Requirements:
1. In the text on alternate reality games, how long does the traditional ARG tend to last?
2. In the text on alternate reality games, rewrite the part that opens with the words containing "There isn't any" and closes with "makers and fans.", changing "criticism" to "critique".
3. Pick up the text on alternate reality games after its final sentence and carry it forward.

Text:
☆ ☆ ☆ ☆ ☆
Plus... I wonder if we need to lay a time axis for the length of event along the power-law figures too. The longer an event goes on, the harder it is for players to enter, not least because if it's using the player forum of the traditional ARG, the sheer volume of player posts generated is itself a barrier.
There isn't any forum or space, to my knowledge, where ARGs are criticised seriously and robustly. This isn't healthy. No art-form has the chance to grow tall without criticism nourishing the good and weeding out the poor. Works and artists define themselves and develop by failure as much as success, by discussion as much as promotion. Not only that but the fog of secrecy that tends to drop over most 'traditional' ARGs means that - without the critic as documenter - there is no record even of what actually happened. Other than by the two types of documenter least likely to remain disinterested, makers and fans.
Any player who stays the course will likely be a fan. The traditional ARG tends to last for months, has its narrative broken into little pieces scattered and hidden across platforms and media, and discovered and played by its audience. If you're going to experience anything approximating a reasonable chunk of it, you're going to spend a lot more time and effort than the 90 minutes spent sitting watching the 'traditional' event of contemporary new theatre.
☆ ☆ ☆ ☆ ☆
Data lines:
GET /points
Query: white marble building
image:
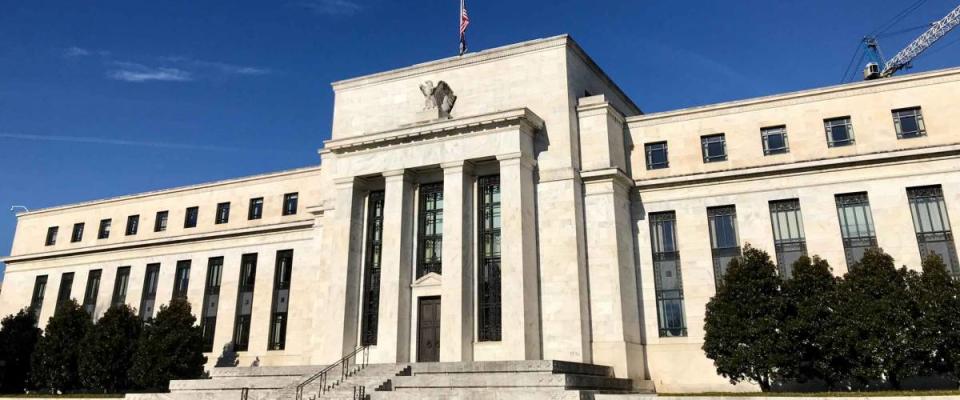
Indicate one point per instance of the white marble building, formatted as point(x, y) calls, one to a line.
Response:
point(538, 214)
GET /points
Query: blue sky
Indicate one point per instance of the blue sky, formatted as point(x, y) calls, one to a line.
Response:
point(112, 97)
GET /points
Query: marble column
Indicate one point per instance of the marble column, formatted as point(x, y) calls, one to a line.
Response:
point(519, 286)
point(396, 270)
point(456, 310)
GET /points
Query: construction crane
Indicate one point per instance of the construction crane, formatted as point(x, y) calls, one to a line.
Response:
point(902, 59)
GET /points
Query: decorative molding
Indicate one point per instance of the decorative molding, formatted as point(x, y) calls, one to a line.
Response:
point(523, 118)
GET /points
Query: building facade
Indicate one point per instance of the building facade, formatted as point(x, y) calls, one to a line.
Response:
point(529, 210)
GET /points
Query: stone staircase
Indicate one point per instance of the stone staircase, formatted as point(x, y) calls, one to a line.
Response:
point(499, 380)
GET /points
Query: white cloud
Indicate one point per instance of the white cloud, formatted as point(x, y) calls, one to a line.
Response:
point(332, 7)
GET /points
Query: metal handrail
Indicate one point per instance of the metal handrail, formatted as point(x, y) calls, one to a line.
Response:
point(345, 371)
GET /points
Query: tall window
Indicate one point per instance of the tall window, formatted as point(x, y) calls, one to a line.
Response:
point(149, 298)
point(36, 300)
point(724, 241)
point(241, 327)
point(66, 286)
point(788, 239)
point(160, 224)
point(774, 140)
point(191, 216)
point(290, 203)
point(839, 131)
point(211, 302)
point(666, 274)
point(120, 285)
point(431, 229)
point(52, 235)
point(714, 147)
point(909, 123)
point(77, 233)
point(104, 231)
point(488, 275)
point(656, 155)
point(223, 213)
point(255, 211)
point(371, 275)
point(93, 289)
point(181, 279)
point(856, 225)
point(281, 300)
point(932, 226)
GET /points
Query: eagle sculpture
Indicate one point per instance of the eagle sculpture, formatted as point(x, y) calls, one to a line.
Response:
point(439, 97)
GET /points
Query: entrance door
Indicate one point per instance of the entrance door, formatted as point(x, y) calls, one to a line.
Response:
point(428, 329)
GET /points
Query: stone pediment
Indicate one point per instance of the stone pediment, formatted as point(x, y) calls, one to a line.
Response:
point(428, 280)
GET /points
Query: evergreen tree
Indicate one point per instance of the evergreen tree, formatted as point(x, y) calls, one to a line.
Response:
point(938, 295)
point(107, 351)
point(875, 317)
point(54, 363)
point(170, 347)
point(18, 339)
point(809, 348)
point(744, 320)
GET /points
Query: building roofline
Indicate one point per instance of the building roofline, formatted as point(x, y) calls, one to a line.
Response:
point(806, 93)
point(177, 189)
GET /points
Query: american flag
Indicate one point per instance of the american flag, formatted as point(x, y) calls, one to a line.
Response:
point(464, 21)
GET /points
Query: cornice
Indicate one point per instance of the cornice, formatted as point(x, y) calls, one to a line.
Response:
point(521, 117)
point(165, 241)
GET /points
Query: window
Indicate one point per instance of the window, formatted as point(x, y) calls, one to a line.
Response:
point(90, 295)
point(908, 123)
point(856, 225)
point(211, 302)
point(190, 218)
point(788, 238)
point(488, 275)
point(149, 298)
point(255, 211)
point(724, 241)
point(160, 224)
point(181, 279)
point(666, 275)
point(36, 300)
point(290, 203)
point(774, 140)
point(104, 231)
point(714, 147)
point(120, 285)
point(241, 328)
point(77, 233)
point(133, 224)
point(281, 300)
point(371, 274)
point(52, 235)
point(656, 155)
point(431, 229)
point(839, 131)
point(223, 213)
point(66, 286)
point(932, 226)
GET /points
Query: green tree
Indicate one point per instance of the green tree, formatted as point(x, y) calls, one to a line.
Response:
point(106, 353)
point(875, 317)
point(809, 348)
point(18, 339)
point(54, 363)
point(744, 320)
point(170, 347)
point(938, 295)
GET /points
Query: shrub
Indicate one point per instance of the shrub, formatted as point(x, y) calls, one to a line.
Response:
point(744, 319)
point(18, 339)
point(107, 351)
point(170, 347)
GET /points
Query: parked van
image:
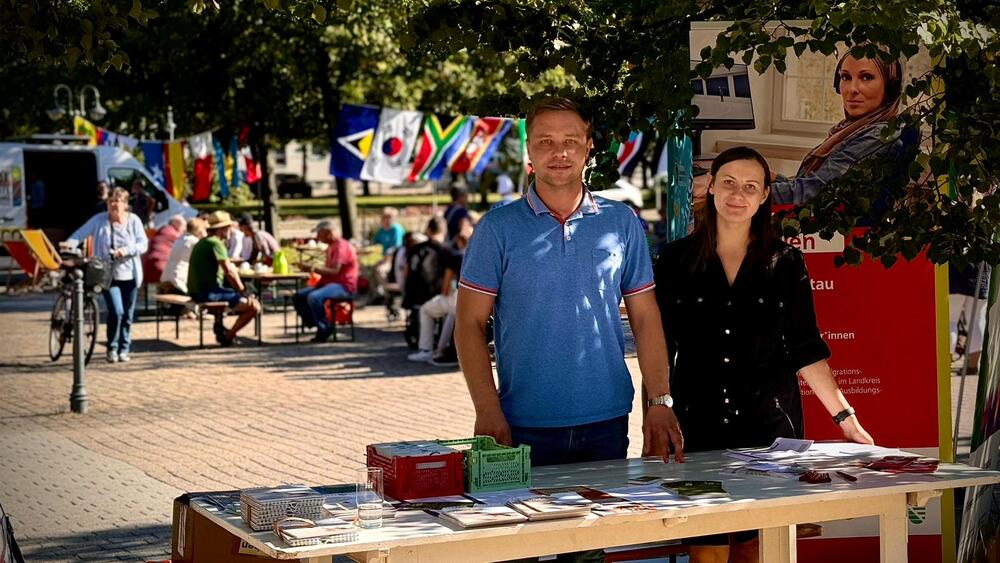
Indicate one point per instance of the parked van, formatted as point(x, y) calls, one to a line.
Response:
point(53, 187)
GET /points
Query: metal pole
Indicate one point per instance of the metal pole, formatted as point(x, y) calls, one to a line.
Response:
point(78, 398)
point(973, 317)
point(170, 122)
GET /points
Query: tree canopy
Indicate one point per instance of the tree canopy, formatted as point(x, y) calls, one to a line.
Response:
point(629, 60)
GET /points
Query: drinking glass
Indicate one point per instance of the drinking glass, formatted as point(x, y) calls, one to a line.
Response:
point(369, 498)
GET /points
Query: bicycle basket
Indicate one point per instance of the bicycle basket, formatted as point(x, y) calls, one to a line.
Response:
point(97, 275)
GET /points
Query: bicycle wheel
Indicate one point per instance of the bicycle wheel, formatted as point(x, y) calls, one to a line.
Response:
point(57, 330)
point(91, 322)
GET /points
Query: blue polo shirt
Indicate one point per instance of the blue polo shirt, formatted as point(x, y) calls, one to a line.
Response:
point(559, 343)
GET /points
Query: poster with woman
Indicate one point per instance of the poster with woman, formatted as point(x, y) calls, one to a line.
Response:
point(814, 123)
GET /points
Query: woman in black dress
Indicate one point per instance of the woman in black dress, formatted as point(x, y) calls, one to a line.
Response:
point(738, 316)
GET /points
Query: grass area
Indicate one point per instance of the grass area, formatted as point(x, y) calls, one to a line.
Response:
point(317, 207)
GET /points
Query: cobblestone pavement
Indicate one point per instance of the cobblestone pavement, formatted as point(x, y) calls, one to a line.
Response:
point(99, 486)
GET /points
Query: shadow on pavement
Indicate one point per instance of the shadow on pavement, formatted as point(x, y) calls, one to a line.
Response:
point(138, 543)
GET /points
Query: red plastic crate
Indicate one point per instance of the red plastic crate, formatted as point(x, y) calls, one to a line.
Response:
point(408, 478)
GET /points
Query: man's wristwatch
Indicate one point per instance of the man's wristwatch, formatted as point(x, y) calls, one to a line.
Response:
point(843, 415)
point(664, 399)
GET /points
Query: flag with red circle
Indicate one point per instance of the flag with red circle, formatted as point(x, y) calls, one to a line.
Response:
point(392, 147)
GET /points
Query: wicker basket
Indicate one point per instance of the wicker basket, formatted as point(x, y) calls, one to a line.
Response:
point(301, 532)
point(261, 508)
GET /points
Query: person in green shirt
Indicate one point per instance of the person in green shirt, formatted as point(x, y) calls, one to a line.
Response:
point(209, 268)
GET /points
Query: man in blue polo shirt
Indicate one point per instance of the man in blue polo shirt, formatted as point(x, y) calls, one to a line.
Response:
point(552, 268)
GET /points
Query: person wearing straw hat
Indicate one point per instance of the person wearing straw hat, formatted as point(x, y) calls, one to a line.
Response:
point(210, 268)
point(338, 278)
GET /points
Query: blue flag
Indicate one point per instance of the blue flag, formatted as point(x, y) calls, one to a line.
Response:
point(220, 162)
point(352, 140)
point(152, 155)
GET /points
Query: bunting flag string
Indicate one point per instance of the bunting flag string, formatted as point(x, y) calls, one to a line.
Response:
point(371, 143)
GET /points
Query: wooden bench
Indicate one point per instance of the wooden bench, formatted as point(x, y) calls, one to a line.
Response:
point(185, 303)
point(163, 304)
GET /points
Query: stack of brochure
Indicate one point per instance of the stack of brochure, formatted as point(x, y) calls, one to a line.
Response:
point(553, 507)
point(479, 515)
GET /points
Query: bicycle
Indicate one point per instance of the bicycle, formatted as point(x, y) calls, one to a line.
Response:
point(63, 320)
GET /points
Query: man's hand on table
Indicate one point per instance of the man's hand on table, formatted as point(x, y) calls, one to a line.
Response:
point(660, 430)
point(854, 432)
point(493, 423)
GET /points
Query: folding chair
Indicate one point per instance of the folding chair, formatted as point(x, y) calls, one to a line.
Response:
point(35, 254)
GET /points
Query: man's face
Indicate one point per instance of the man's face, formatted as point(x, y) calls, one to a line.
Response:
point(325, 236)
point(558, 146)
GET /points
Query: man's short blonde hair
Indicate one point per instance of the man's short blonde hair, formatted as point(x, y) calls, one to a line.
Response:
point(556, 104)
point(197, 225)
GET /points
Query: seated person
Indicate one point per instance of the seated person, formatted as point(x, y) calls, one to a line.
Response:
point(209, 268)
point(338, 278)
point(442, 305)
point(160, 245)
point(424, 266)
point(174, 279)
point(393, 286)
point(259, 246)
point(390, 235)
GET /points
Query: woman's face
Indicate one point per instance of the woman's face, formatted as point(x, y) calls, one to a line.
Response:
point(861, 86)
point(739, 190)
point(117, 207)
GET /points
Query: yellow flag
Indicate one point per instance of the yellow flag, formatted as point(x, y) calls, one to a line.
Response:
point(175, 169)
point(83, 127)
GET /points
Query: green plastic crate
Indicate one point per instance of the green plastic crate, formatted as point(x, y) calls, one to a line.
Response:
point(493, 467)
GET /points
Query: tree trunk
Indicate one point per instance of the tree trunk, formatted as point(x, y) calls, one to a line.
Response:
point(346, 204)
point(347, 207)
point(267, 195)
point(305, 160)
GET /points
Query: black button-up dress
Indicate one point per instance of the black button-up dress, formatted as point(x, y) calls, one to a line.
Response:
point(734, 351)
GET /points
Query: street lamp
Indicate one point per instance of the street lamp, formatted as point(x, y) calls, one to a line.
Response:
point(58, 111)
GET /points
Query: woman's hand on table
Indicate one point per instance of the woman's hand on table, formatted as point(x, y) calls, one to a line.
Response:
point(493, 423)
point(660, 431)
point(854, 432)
☆ ☆ ☆ ☆ ☆
Answers for the exercise:
1. It tends to last for months.

2.
There isn't any forum or space, to my knowledge, where ARGs are criticised seriously and robustly. This isn't healthy. No art-form has the chance to grow tall without critique nourishing the good and weeding out the poor. Works and artists define themselves and develop by failure as much as success, by discussion as much as promotion. Not only that but the fog of secrecy that tends to drop over most 'traditional' ARGs means that - without the critic as documenter - there is no record even of what actually happened. Other than by the two types of documenter least likely to remain disinterested, makers and fans.

3.
Adrian Hon and Jane McGonigal are two high-profile (and most excellent) game-designers who have started a trend for blogging about their own game. These posts are invaluable as documents and often insightful, but invariably and inevitably they deliver a positive spin on the game. Why should they do otherwise? It's not in their own interest to highlight relative failings. But I worry that these well-meant pieces are contributing to a certain public puffery and hyperbole whenever we talk about ARGs and their ilk. 'Yeah, they're amazing!' Because the audience to this hyperbole are the commissioners of the next work. So everyone is afraid to break the magic circle.
It's still such early days for the medium that any new work is talked up as ground-breaking, where the discussion about the work becomes itself the best PR for the work and the brand backing it - viz We Tell Stories, a neat portfolio of beautifully-rendered digitally-told short tales that attracted amazing column inches in print and the blogosphere, hundreds of thousands of first hits but a big tail off towards tens of players for the ARG beneath (according to one of them).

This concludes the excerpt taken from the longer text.